> [Work instructions] Only the pictures should be dropped; every line of the data must come back exactly as written.

> [Entries supplied]
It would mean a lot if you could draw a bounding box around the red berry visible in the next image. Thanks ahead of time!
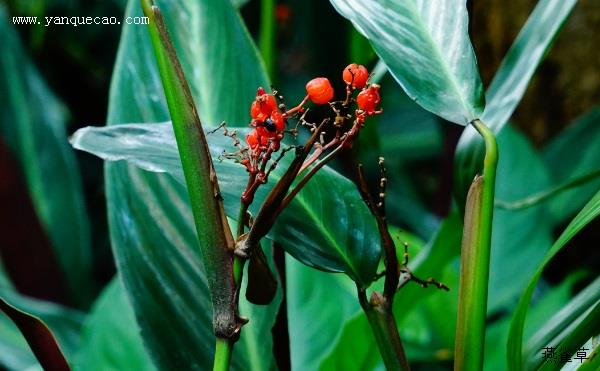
[270,111,286,132]
[250,101,266,121]
[250,88,278,120]
[246,130,269,149]
[356,84,381,114]
[306,77,334,105]
[256,125,275,138]
[343,64,369,89]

> [Reply]
It would mean a lot if you could draw a bounding box around the red berry visible in the next image. Thanks ahead of time!
[270,111,286,132]
[250,101,266,121]
[250,88,278,120]
[246,130,269,149]
[356,84,381,114]
[306,77,334,105]
[256,125,275,138]
[343,64,369,89]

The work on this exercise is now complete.